■ **WORK INSTRUCTIONS**:
a: Render this sentence from the market commentary in Spanish: "WTI Crude traded down sharply to test support on Thursday as a ceasefire deal finally seemed to be near completion."
b: Carry the market commentary on stocks and crude oil further, beginning right after its final sentence.

■ **TEXT TO READ**:

━━━━━━━━━━━━━━━━━━━━━━━━━━━━━━

Near-term US Equity trends could be starting to give way to upside progress if Thursday’s reversal shows some follow-through on deal progress into Friday. The combination of Treasury yields, the US Dollar, and WTI Crude oil all showing technical evidence of breaking down tilts the near-term risk back to the upside and makes a negative stance increasingly difficult to justify. While I had expected a bit more weakness into next week at a minimum, it’s important to pay attention to what multiple asset classes all seem to be suggesting. I feel that QQQ and ^SPX need to eclipse 717.50 and 7,430, respectively, before being able to confirm this consolidation has run its course. However, even on a completed deal, I feel it is still right to give sectors like Healthcare, Financials, and the Consumer sectors some consideration. Furthermore, a push into Equal-weighted ^SPX still looks to be the correct move vs. ^SPX between now and mid-term elections. Thus, while I’m encouraged about the possibility of an imminent deal, I also harbor skepticism that it’s right to push back into Technology, expecting that this sector should outperform in the months ahead. The next 3–5 days should shed some light as to the likelihood of any ceasefire sticking, and what the investor appetite is for the SpaceX IPO.
^SPX’s sharp about-face stalls the pullback, but no breakout of the early-June downtrend has occurred yet
^SPX rallied 1.75% Thursday to close at 7,394, a sharp about-face that recovered the downtrend from early-June highs and opens up the possibility that the selloff might prove short-lived.
This rebound very likely stalls the near-term pullback, but given the negative momentum, it remains difficult to have conviction about an imminent move back to new highs without official proof of a completed Iranian deal.
As discussed above, ^SPX requires a daily close above 7,430, while QQQ, for its part, needs to recoup 717.50. The next week should help shed some light on the ability of trends to stabilize and immediately push higher, or whether this might still take some time before a move to new highs gets underway.
S&P 500 Index (^SPX, daily) – Thursday’s about-face stalls the pullback, but a close above 7,430 is needed to confirm a breakout of the early-June downtrend

WTI Crude sits on the verge of the much-anticipated breakdown; a close under $85.95 targets $60 into September
WTI Crude traded down sharply to test support on Thursday as a ceasefire deal finally seemed to be near completion. Daily charts show three separate rally attempts since April that have all given way to failure, while price held the support near $86 that had contained each of the last three drawdowns.
That support now looks to be giving way, with Crude already slipping under $85.95 in the after-market — a positive for the breakdown thesis, though many who will be apt to label this a head-and-shoulders pattern should note it is not truly validated until a daily close under $85.95, this past Tuesday’s intraday low.
I expect this to play out in the days ahead and to jump-start a collapse toward $60 into September, leaving both Crude and the Energy sector vulnerable to meaningful downside and continued underperformance. A breakdown here also reinforces the risk-on backdrop for Equities, consistent with my contention that an Iran deal should prove imminent.

━━━━━━━━━━━━━━━━━━━━━━━━━━━━━━

■ **DATA EXTRACT**:
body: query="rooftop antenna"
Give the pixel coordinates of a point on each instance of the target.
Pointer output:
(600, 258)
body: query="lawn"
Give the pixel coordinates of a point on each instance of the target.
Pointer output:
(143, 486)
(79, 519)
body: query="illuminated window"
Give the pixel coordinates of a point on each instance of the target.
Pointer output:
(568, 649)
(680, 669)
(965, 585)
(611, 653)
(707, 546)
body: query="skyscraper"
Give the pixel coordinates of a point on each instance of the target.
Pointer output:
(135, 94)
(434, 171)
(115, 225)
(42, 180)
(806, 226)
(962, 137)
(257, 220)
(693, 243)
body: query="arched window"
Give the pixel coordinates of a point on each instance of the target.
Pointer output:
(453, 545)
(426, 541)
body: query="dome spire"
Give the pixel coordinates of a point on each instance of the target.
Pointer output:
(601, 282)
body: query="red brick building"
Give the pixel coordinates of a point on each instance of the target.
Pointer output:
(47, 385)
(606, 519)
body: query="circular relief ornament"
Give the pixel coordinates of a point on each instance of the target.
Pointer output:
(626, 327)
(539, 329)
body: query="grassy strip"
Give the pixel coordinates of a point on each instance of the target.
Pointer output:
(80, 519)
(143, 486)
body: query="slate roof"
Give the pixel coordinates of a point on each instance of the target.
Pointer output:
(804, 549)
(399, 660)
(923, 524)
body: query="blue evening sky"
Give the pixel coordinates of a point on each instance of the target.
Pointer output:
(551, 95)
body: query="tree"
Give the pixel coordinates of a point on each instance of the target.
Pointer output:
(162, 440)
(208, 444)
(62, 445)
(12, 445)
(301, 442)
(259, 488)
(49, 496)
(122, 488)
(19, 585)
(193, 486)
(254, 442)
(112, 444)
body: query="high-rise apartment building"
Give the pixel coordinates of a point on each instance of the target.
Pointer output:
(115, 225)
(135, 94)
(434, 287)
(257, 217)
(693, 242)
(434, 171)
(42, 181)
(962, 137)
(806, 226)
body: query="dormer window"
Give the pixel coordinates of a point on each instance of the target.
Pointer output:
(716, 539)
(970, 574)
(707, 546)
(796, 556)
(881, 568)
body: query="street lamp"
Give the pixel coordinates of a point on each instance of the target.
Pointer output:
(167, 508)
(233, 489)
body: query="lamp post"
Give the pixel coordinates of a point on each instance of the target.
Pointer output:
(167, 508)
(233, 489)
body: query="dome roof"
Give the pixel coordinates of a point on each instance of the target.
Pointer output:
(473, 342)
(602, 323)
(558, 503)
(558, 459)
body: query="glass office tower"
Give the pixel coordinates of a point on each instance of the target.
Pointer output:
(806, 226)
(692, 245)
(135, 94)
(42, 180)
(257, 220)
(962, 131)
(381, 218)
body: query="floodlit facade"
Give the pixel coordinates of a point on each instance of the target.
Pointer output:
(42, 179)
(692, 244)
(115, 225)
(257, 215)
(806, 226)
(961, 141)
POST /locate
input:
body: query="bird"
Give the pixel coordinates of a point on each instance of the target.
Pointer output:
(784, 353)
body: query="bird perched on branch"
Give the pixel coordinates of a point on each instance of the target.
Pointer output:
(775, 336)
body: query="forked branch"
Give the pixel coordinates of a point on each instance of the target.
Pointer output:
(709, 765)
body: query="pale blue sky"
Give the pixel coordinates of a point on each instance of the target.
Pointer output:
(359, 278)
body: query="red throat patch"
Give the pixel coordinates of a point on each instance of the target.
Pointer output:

━━━━━━━━━━━━━━━━━━━━━━━━━━━━━━

■ **EXERCISE RESPONSES**:
a: El crudo WTI bajó con fuerza hasta poner a prueba el soporte el jueves, cuando un acuerdo de alto el fuego por fin parecía estar cerca de concretarse.

b:
WTI Crude Oil Front-Month Futures (CL1!, daily) – Three failed rallies since April leave Crude on the verge of a breakdown, with a close under $85.95 targeting $60 into September

10-year Treasury yields violate the rising uptrend from the March lows, supportive of risk assets
The 10-year Treasury yield (^TNX) fell over 2% Thursday to close at 4.457%, violating the rising trendline from the March lows on a closing basis. This break should allow yields to retreat further in the days ahead, back down toward the early-May pivot near 4.30%.
The US Dollar sits in a similar position, having pressed a rising uptrend that also looks to be giving way, and the combination of ^TNX violating its trend alongside Crude trading under $86.95 is supportive of risk assets and argues for a likely further bump in Equities.
US 10-Year Treasury Yield (^TNX, daily) – Thursday’s close violates the rising trendline from the March lows

Financials look poised to break out of a five-month relative downtrend, a sector to favor for those looking outside of Technology
The relative chart of Financials versus the broader market has spent the better part of the last year grinding lower beneath a well-defined descending trendline, and the near-term trend looks close to turning back higher.
In the short run, a few interesting developments have happened since late May:
- Momentum has begun to improve, and weekly MACD has started to curl back higher.
- Relative charts of Invesco’s Equal-weighted Financials (RYF) vs. Equal-weighted ^SPX are now on the verge of breaking the downtrend from earlier this year.
Financials have proven to be a difficult sector to favor technically in the last year for outperformance. It’s thought that this week’s challenge of this downtrend will likely give way and help Financials start to recover.
S&P 500 Financials Relative to the S&P 500 – Breakout of the multi-year descending relative downtrend looks imminent

______________________________
PS: If you are enjoying our service and its evidence-based approach, please leave us a positive 5-star review on Google reviews —> Click here.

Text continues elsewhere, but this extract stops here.